### REQUIRED TASK
Quote the entries word for word. Omit the pictures.

### RECORDS SUPPLIED

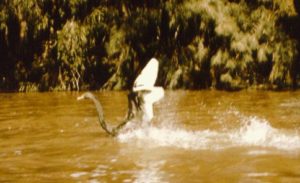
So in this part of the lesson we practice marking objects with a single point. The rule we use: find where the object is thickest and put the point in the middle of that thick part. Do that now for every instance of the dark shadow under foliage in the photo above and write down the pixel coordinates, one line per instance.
(50, 45)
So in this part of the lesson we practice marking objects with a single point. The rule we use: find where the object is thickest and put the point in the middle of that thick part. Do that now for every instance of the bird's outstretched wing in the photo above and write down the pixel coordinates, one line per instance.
(147, 78)
(144, 87)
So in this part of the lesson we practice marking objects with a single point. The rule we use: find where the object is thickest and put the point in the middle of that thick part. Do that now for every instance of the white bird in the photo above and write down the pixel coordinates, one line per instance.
(140, 100)
(144, 84)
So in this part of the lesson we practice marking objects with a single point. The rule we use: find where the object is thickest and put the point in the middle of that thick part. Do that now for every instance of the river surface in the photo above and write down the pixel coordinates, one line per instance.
(195, 136)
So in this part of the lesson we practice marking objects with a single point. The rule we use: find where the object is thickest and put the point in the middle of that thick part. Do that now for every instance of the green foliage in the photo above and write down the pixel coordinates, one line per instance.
(92, 44)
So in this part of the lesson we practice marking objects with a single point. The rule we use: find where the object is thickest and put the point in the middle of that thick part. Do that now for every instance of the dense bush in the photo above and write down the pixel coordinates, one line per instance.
(93, 44)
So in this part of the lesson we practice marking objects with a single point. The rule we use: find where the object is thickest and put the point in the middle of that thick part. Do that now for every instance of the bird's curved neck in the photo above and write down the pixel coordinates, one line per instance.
(101, 116)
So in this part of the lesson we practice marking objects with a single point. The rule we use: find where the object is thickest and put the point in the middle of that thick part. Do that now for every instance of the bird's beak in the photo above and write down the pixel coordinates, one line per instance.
(80, 97)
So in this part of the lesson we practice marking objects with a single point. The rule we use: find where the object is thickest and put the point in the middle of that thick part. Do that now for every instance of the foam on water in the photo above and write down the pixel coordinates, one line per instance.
(252, 131)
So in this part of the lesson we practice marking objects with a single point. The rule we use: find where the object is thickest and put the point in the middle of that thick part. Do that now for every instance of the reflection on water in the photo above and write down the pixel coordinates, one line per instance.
(203, 136)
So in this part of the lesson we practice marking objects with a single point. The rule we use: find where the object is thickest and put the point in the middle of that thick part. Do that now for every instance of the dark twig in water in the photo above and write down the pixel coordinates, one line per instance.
(133, 101)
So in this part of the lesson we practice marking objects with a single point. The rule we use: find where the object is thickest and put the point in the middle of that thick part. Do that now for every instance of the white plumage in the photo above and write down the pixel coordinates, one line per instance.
(144, 83)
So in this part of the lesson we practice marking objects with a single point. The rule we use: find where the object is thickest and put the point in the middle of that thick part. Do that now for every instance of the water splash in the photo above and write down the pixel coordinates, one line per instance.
(252, 131)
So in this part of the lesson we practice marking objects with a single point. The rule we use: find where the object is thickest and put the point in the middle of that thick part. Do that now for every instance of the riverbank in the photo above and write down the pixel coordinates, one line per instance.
(102, 45)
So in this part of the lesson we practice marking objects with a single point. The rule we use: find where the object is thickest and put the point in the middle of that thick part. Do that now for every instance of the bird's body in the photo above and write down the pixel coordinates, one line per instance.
(140, 99)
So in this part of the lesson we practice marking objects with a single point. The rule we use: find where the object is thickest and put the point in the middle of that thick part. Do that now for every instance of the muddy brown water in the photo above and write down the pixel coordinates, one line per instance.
(195, 136)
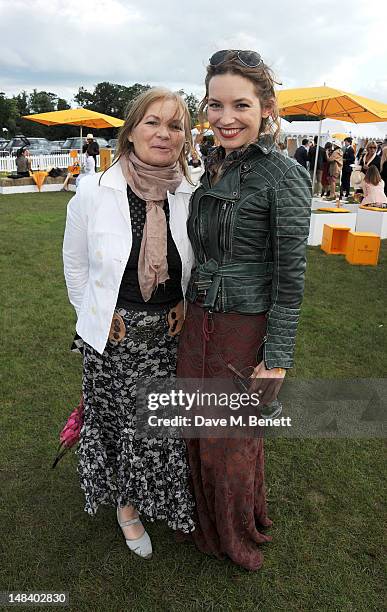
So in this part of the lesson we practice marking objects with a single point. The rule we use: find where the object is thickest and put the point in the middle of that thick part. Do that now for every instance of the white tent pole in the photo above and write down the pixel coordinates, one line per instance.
(316, 156)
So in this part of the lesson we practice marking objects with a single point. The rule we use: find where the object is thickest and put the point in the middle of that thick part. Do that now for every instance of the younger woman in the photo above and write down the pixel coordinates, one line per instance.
(248, 225)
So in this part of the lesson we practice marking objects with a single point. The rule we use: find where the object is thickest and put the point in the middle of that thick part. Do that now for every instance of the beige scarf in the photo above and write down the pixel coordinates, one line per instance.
(151, 183)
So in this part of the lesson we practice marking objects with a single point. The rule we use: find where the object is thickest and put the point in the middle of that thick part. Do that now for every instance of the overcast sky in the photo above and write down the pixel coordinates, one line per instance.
(59, 45)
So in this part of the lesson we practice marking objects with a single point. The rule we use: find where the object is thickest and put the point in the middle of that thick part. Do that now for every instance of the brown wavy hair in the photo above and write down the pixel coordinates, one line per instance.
(136, 111)
(263, 80)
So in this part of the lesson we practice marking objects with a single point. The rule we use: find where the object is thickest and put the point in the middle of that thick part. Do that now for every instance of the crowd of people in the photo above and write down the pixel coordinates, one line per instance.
(340, 161)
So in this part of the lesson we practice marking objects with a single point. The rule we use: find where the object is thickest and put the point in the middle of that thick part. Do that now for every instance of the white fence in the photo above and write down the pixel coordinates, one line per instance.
(40, 162)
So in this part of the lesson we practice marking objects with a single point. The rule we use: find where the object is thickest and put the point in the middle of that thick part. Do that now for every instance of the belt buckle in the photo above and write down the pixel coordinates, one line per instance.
(117, 329)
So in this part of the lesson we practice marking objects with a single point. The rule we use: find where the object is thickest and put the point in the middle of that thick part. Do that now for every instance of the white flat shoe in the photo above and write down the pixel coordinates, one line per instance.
(141, 546)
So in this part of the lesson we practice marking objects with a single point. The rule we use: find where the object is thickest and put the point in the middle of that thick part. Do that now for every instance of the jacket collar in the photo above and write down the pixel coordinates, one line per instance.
(114, 179)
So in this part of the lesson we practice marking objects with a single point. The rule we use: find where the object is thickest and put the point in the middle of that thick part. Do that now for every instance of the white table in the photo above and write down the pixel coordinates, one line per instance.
(372, 221)
(318, 220)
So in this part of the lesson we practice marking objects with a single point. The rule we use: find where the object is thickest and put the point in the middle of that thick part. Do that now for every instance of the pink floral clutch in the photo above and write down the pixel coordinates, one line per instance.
(69, 435)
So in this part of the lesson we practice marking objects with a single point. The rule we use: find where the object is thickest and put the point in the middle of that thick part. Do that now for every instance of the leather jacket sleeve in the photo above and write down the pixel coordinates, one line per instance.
(289, 223)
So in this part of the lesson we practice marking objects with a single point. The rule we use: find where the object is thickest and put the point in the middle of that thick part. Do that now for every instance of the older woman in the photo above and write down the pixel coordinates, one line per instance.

### RESPONSE BELOW
So in this part of the lesson we practice marking objects with a single point. The rule we use: find where the object is thickest and put the point in the middle of that thick part. Do that now for every instance of the dark shadow under foliage in the photo above and write down the pixel coordinates, one line per instance.
(50, 45)
So in this part of the lesson we practice marking objects with a single point. The rule we use: find where the object is thickest and put the point in the middle of that thick part. Do that now for every instance of the bird's outstretched wing in the photo above and write down the pixel coordinates, one line per instance.
(147, 78)
(144, 87)
So in this part of the lesson we practice marking objects with a single point. The rule we use: find where the object is thickest and put the point in the middle of that thick part. Do that now for every instance of the white bird in the photo above and write down the pixel coordinates, one line per instance.
(140, 100)
(144, 84)
So in this part of the lesson we practice marking objects with a single point. The rule we use: find where the object is thickest and put the point in the middle of that thick part. Do that now for every instance of the river surface in the photo above and write down the pixel coordinates, one line per instance.
(195, 136)
So in this part of the lesson we practice marking objects with a single point. The rule we use: find where the object is thickest and put the point in the middle of that thick part. Do that now for every instance of the green foliage in the photo above and write down the pixel coordinates, one line per instance.
(92, 44)
So in this part of the lesson we practice marking objects with a single point. The rule we use: find where the object is thickest and put the point in the middle of that thick part. Do that now for every instance of the dense bush in the photo above and write down the pixel coordinates, one line per instance.
(93, 44)
So in this part of the lesson we practice marking objects with a single point. The rule we use: find where the object is thickest and put the point in the middle of that thick part. Do that now for every instance of the bird's curved neck in the photo above and write down the pixel coordinates, one line per instance.
(101, 116)
So in this part of the lesson we practice marking objects with a single point. The rule we use: find where the object is thickest and put the point in the middle of that thick part. Do that now for every instance of the bird's beak in the photo above and write down the pixel coordinates, one line per instance.
(80, 97)
So in this part of the lesson we practice marking objects with a single point. The rule we use: find where the object is thickest and put the point in the middle of that thick part. Do that now for every instance of the foam on water in the photo above and write down the pixel coordinates, one line per instance.
(252, 131)
So in this part of the lesson we practice marking objects with a single point. The rule we use: find where the object is thickest and put the point in the middle of that thick part. Do that now for every instance of the reflection on water in the photo above and write down the pixel coordinates, one line per instance.
(203, 136)
So in this part of the lesson we practice marking objects with a single point. The rule we use: find where the object is thickest and put the point in the middle of that thick part. Do that now for every instance of the dark twig in water in the photo above and write down the pixel coordinates, one line per instance.
(133, 101)
So in this part of the lesson we practice marking objects with a single point. The rule we use: find where the object is thickest and put the point in the middle of that thick part. Do that now for every instance of the white plumage in the photo above and write down the pixel coordinates, one line per instance.
(144, 83)
So in this part of the lesson we practice marking objects with a single point. The rule we use: find where the object is thickest and put the point in the middle of that thick part. Do that now for every instance of the water splash in the photo above and write down the pixel coordinates, one line per instance.
(252, 131)
So in this part of the lesson we practice marking objects with a single point. The rule we use: find where the object is thickest and put the point in the middle of that thick part. Do that now for every instance of the riverbank in the photo above and write down the pixel coordinates, one line per instance.
(102, 45)
So in this part of the lesson we practice marking objects with a single point. The rule we use: find where the object is thickest and put the point in the middle of that thick part. Do that now for every instance of the bird's body in the photo above and write down the pixel coordinates, one line per instance.
(140, 99)
So in this part of the lesson we practice marking objects with a single point. The rule we use: find where the object is thickest and put the point in the middle of that thick part. Do that now for every instance of the muddy brown water in the photo above and write down the pixel coordinates, one line per instance.
(195, 136)
So in this part of the lesson we practice marking objects with a single point. The rule we use: find where the object is thickest and put the point in the middle of that thick part. Do that now for every instance of the white tent pole in the photo above and write down the pixel coordinates, one line per instance.
(316, 156)
So in this part of the lesson we practice marking objects with a single point. The rule we use: find where the object is thickest and put the point in the middle of that thick part. Do that now for every instance of the younger woman in the photo above and write down the pixel coordinates, one line per instance.
(248, 225)
So in this part of the lesson we practice marking objects with a single point. The rule we use: find where the object is thickest and put the point in the middle of that thick part. Do that now for every instance of the beige scarf in the photo above and write down the pixel coordinates, one line per instance.
(151, 183)
So in this part of the lesson we practice marking objects with a single point. The rule we use: find where the object is thickest and put the point in the middle of that thick part. Do that now for every instance of the overcast sky in the photo above and write down the pixel coordinates, one line per instance.
(59, 45)
So in this part of the lesson we practice marking objects with a single point. The rule we use: find where the object is thickest and put the point in the middle of that thick part. Do that now for every instance of the brown wavy hair in the photo above and write down the pixel coordinates, one line per instance.
(136, 111)
(263, 80)
So in this part of the lesson we practice marking objects with a single point. The rule we use: find where the object is thickest and put the point in the middle of that thick part. Do that now for every instance of the crowd of people in the photo above and write down the pixel coordinates, one line per instance.
(340, 161)
So in this part of the lesson we practice marking objects with a single point. The rule we use: find where the object is thickest and put the point in the middle of that thick part. Do that now for every instance of the white fence in the photo above and write down the pixel coordinates, one line per instance.
(40, 162)
So in this part of the lesson we practice marking objects with a single point. The rule we use: find where the object is thickest and put the point in the middle of that thick part. Do that now for every instance of the belt buckle in the photo above and write down the pixel coordinates, one line per instance.
(117, 329)
So in this part of the lesson we practice marking objects with a single point. The rule we use: find where the object is thickest and put the point in the middle of that thick part. Do that now for every instance of the white flat shoe in the photo above and write down the pixel coordinates, one line per instance.
(141, 546)
So in this part of the lesson we practice marking objects with a single point. The rule we use: find where the object is thickest and put the point in the middle of that thick part. Do that now for every instance of the jacket collar in the photo above and write down the pixel coordinates, one line per instance.
(114, 179)
So in this part of the lesson we practice marking objects with a single point. The rule we use: find where the object is thickest and put the point in the middle of that thick part. Do that now for every instance of the white table in the photo above and write down the pixel coordinates, one line per instance.
(372, 221)
(318, 220)
So in this part of the lesson we practice marking objects with a single point. The rule we use: find where the object is thickest and put the point in the middle of that thick part. Do that now for every instance of the pink floral clutch in the photo above and write down the pixel coordinates, one line per instance.
(69, 435)
So in this part of the lesson we practice marking objects with a single point. The rule we use: find where the object is thickest and put the point in the middle of that thick part. Do that now for every instance of the leather jacket sleeve in the photo above and write down the pixel coordinates, one line per instance.
(289, 223)
So in this part of the lesson we practice marking objects with a single point. The rule we use: find where the object is thickest and put the point in the middle of that thick part. Do that now for every instance of the older woman in the photo above and write down the pixel coordinates, one line per instance.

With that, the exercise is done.